-- Saved dataset items --
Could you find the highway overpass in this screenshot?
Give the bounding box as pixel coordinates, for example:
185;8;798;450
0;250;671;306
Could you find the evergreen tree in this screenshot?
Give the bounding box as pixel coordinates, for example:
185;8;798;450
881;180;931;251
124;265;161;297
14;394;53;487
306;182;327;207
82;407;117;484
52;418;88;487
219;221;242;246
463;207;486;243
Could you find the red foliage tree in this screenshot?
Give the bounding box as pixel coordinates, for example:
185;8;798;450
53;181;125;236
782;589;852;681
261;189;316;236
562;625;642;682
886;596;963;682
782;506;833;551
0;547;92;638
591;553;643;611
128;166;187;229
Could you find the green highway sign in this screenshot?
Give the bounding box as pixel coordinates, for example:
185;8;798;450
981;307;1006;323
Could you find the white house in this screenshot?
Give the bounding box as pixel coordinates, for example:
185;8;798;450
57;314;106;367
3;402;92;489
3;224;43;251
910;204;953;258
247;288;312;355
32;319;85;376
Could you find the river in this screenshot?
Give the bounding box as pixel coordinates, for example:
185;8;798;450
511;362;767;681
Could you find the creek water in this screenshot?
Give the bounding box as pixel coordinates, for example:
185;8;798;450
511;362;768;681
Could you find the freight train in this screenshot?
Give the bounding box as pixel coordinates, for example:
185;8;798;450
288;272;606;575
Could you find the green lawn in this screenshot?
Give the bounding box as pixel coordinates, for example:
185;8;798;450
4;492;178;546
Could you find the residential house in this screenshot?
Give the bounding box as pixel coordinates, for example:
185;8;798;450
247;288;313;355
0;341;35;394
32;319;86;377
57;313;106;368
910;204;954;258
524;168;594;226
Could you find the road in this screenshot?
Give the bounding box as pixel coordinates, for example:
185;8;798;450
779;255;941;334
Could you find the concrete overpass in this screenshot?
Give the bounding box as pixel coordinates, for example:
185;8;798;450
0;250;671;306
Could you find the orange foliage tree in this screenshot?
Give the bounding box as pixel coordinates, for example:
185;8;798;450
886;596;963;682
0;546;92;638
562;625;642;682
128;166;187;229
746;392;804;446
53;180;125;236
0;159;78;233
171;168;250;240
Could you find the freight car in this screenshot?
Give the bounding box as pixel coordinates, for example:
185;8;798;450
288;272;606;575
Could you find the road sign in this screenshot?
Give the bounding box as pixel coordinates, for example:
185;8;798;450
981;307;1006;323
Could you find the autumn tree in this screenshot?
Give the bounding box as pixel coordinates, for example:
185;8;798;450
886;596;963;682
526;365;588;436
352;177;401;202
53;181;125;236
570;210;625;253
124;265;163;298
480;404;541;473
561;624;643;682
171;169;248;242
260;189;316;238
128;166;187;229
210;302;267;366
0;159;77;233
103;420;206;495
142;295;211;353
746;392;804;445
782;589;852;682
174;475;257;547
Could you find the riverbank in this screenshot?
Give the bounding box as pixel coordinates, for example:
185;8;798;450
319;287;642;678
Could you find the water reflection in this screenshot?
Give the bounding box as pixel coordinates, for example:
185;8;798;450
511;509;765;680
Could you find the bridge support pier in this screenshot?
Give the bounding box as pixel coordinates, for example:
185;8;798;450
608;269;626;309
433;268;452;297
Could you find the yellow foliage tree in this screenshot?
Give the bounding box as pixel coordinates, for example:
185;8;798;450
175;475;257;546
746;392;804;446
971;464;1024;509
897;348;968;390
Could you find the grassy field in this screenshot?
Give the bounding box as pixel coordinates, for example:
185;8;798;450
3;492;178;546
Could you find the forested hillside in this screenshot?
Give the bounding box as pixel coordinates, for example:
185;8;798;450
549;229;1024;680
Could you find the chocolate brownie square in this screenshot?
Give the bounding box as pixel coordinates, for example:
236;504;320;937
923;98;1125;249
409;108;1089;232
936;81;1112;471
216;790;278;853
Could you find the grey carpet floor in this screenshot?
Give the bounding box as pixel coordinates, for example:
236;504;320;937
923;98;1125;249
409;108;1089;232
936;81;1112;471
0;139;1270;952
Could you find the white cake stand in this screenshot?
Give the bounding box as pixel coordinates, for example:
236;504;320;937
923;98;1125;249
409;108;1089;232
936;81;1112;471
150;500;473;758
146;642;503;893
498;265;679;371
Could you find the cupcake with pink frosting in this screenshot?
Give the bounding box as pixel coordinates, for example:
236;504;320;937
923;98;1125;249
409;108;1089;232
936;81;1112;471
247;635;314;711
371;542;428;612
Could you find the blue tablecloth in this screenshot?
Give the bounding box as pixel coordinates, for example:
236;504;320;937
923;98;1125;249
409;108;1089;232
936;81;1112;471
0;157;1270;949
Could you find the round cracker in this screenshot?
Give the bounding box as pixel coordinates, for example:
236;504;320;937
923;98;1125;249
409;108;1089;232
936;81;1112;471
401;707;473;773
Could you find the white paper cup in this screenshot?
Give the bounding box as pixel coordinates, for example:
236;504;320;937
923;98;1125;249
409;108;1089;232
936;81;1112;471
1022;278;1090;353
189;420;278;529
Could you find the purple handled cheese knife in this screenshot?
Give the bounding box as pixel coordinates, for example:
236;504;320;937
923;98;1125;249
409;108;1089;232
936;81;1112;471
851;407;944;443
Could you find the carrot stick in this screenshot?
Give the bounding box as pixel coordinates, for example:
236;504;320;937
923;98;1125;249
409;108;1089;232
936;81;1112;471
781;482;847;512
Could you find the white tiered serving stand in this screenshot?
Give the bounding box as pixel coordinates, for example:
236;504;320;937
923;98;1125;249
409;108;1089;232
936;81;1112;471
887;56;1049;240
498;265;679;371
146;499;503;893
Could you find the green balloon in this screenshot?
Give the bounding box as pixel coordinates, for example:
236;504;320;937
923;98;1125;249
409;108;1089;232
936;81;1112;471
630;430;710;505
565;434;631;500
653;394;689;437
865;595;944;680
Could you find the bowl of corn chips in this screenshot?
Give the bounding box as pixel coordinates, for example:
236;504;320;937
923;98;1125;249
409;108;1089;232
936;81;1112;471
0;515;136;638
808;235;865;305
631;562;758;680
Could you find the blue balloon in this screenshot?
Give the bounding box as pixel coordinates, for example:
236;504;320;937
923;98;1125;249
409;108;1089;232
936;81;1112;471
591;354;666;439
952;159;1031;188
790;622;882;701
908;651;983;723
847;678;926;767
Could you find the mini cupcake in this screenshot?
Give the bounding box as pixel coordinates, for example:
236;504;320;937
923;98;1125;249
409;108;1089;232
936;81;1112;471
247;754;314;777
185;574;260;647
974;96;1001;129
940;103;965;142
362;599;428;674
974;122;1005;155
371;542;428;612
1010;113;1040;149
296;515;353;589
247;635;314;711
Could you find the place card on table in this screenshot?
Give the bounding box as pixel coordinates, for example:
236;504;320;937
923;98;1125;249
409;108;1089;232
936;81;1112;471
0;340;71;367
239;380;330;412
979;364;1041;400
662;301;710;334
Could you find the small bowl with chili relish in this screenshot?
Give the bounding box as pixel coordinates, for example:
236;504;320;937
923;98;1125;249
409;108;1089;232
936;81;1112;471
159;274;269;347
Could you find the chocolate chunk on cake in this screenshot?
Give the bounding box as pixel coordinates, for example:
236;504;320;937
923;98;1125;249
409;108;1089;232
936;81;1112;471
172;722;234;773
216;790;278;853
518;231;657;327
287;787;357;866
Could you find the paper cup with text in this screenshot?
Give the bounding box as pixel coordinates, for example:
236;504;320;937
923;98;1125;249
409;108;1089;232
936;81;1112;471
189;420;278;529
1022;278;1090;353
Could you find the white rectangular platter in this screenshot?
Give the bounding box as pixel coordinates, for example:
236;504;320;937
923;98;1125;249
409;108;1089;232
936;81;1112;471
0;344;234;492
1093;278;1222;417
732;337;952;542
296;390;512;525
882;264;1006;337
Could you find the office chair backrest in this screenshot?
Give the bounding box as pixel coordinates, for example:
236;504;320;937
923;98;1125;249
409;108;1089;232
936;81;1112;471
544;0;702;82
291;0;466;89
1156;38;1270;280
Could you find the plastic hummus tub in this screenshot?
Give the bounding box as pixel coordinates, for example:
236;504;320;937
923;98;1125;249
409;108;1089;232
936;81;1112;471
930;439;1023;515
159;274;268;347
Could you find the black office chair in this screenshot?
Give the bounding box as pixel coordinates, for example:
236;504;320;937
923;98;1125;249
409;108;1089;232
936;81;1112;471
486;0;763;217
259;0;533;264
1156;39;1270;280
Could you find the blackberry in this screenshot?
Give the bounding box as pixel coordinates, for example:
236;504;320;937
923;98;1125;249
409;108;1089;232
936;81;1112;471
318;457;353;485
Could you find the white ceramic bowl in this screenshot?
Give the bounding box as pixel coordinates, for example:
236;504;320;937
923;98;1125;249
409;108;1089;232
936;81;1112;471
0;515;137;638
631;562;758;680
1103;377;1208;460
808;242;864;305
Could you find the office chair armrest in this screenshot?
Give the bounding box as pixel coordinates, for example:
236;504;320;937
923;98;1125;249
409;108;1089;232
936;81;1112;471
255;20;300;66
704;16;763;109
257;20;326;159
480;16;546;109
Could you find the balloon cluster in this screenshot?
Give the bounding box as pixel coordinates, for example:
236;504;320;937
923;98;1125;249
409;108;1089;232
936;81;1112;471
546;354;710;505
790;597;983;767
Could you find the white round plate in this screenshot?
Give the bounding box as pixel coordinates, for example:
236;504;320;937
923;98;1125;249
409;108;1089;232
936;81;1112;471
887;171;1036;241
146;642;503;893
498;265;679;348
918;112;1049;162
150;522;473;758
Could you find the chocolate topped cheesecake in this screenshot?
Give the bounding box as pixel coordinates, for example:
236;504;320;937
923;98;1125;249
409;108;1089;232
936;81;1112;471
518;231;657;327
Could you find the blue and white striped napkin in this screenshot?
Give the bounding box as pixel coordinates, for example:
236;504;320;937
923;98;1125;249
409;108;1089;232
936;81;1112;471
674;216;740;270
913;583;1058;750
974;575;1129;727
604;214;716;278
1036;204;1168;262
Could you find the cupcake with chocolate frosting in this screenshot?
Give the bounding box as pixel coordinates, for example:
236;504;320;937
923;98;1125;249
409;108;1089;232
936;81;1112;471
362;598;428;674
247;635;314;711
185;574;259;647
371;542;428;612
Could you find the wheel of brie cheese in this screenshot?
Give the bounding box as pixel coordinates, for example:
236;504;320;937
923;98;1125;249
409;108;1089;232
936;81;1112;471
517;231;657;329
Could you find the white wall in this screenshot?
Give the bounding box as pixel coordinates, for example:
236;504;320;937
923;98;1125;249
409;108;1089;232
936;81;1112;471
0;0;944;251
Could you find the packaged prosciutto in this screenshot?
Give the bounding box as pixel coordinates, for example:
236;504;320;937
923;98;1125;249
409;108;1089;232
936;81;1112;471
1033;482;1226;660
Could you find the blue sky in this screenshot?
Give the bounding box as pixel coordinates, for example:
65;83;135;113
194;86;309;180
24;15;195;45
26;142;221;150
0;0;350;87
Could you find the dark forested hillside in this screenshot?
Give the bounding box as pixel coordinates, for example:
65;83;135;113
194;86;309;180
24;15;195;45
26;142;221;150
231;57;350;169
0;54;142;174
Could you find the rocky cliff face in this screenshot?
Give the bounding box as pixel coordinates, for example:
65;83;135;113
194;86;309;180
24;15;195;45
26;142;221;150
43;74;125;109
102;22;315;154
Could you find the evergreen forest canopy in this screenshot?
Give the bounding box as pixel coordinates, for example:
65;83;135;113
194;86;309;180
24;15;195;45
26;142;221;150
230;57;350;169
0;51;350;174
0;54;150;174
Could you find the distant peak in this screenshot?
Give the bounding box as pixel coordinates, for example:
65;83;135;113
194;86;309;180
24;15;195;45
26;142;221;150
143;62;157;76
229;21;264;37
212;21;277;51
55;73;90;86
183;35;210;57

-- WHAT IS BEING ASKED --
Copy the lines starting at the line containing "Could you find the blue balloon" and ending at the line containing "847;678;926;767", changing "blue balloon" to "yellow balloon" and leaving everything else the same.

-- FULL RESPONSE --
Could you find the yellow balloon in this screenshot?
Give the bounding box as pixel coordinates, for example:
236;504;320;937
923;98;1125;249
409;108;1089;232
936;81;1112;471
591;354;666;439
952;159;1031;188
790;622;882;701
908;651;983;723
847;678;926;767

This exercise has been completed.